Your instructions
Please reproduce only the listing lines between the line holding "of the forested" and the line holding "[[285, 13]]", inclusive, changing "Quickstart" to "Usage note" and keeping everything else the same.

Material for this task
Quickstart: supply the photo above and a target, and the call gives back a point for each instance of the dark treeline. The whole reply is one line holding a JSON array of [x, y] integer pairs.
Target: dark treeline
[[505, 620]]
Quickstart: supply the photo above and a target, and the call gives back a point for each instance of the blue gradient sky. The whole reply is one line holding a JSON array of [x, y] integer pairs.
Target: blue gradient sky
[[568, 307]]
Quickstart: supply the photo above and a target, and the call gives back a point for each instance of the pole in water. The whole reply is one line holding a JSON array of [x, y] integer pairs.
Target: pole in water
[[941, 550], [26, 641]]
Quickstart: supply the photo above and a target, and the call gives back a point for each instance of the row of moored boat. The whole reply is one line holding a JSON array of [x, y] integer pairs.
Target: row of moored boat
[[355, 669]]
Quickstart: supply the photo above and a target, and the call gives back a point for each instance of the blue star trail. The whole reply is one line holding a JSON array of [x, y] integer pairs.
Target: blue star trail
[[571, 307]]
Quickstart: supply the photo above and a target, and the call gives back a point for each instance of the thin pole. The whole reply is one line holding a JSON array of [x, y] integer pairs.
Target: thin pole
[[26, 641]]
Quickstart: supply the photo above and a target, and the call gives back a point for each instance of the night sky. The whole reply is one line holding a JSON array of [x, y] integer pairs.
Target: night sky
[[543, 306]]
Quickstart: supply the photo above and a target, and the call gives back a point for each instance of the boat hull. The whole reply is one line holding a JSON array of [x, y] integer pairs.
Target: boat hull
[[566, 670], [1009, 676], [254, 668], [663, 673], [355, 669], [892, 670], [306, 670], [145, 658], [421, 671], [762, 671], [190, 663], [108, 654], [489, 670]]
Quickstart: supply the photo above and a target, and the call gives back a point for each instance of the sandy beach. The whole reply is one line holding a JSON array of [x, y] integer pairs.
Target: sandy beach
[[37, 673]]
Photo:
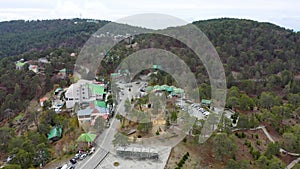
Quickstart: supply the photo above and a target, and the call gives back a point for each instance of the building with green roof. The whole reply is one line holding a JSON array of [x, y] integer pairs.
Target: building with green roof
[[20, 65], [100, 103], [55, 133], [206, 102]]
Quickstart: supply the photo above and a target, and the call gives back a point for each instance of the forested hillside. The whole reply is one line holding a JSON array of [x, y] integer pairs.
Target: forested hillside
[[21, 36], [255, 49], [261, 60]]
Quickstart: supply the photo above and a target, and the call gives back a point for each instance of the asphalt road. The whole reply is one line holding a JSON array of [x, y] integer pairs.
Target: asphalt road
[[104, 141]]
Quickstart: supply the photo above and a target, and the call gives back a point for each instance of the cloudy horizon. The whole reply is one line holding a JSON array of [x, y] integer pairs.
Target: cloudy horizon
[[283, 13]]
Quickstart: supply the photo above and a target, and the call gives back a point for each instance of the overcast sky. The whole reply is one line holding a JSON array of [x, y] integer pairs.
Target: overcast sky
[[285, 13]]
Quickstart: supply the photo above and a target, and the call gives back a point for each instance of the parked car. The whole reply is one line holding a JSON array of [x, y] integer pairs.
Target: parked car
[[83, 156], [92, 150], [65, 166], [73, 161]]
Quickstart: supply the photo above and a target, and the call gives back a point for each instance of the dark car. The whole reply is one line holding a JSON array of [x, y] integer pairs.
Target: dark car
[[73, 161]]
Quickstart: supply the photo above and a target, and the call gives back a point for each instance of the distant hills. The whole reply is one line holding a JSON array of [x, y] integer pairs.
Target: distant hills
[[254, 49]]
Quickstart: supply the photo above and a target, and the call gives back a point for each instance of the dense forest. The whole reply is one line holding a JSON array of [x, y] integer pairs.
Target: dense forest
[[261, 62]]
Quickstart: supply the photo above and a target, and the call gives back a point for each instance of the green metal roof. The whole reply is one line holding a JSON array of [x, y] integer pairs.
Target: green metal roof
[[58, 90], [96, 89], [115, 74], [204, 101], [20, 64], [63, 70], [156, 67], [100, 103], [55, 132]]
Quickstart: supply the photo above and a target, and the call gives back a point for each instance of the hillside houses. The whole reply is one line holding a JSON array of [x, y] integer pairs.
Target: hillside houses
[[93, 111], [84, 91]]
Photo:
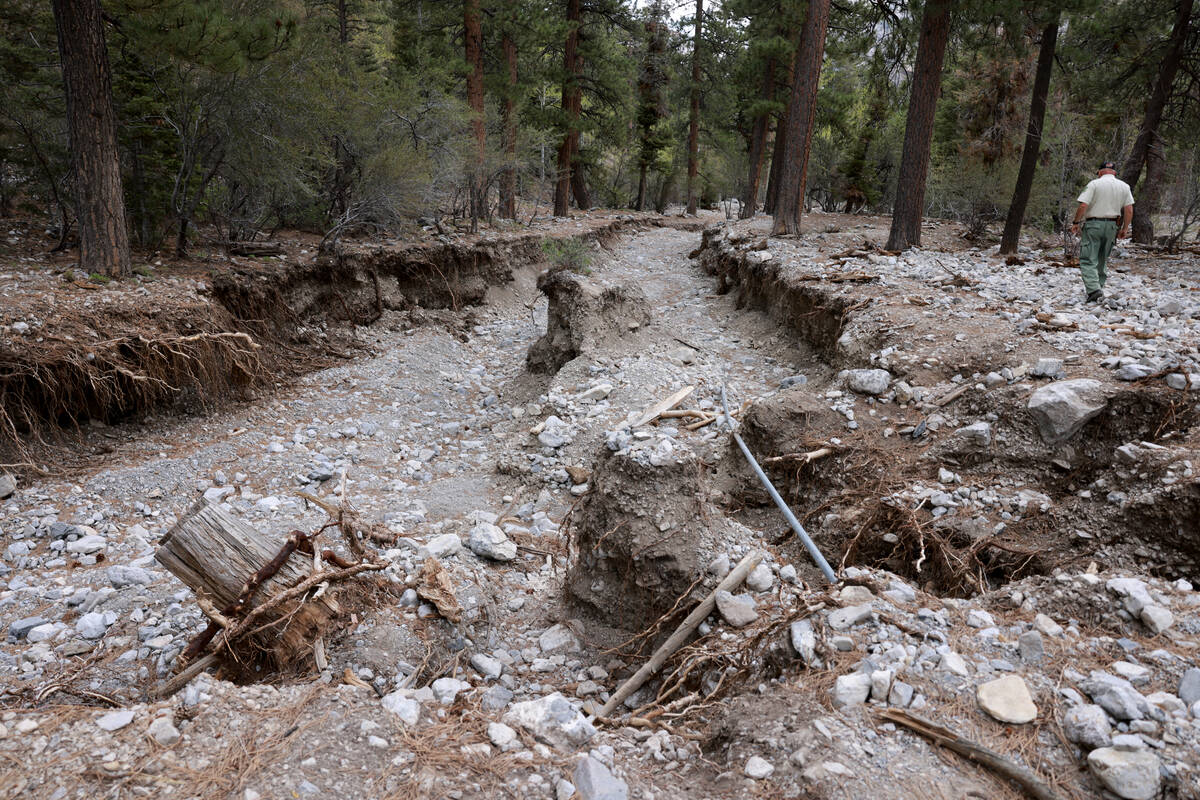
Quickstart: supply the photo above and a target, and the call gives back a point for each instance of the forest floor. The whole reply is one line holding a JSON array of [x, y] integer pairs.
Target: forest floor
[[1002, 475]]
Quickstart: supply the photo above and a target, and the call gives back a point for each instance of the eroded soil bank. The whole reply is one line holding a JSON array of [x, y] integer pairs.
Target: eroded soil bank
[[999, 553]]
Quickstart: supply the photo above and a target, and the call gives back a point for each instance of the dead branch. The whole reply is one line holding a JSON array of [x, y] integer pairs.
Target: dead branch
[[983, 756]]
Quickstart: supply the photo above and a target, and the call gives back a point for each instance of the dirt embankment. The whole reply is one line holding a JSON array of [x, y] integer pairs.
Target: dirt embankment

Solution for this exercise
Usage note: supply the photo above and a target, and the call gives back a point for each instance of the forested hillside. The whole reply is one line holding a JSON array of [x, y] integer pairs.
Target: forested hillside
[[21, 36], [255, 49], [261, 60]]
Usage note: supply the photo above and a target, and the call gives back a point for each instance of the asphalt road. The whole reply is one line holding a JSON array of [x, y] integer pairs.
Target: asphalt road
[[104, 141]]
Usage note: supply the photo above and a target, and the call gives back a point for each instance of the cloudy horizon. The whole reply is one line holding a JSON array of [x, y] integer pairs.
Target: cloudy horizon
[[283, 13]]
Usage note: supply the photo above and a target, and the call gives back a point for each instance of the overcast sky. The whole reply is one line holding a JSON array of [x, y] integer pairs.
Target: overcast sky
[[285, 13]]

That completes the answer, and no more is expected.